## DATA FOR PROCESSING
+ + +
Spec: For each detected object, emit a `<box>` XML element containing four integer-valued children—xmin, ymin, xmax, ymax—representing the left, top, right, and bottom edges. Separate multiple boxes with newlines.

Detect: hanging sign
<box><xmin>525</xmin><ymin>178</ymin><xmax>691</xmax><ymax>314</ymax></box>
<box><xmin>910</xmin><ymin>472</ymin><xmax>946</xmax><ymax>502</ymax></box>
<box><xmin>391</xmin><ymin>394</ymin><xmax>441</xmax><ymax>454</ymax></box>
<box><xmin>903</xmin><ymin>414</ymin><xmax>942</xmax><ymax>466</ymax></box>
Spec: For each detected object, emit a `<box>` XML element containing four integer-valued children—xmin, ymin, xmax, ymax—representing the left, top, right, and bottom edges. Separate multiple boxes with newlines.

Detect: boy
+ + +
## EXERCISE DETAILS
Give back every line of the items above unchanged and in the same order.

## CORRECT RESPONSE
Spec: For each detected object, emit a `<box>` XML element containing four integer-valued children—xmin, ymin, xmax, ymax—representing the left, top, right, and bottom edges. Separate multiple boxes with newlines.

Detect: hanging sign
<box><xmin>525</xmin><ymin>178</ymin><xmax>691</xmax><ymax>314</ymax></box>
<box><xmin>910</xmin><ymin>472</ymin><xmax>946</xmax><ymax>502</ymax></box>
<box><xmin>391</xmin><ymin>394</ymin><xmax>441</xmax><ymax>454</ymax></box>
<box><xmin>903</xmin><ymin>414</ymin><xmax>942</xmax><ymax>466</ymax></box>
Spec: For each detected object, emit a `<box>` XML element containing four integer-valued children—xmin, ymin, xmax, ymax—representing the left, top, right, and bottom edges. Separate multiple boxes with newlines.

Detect: boy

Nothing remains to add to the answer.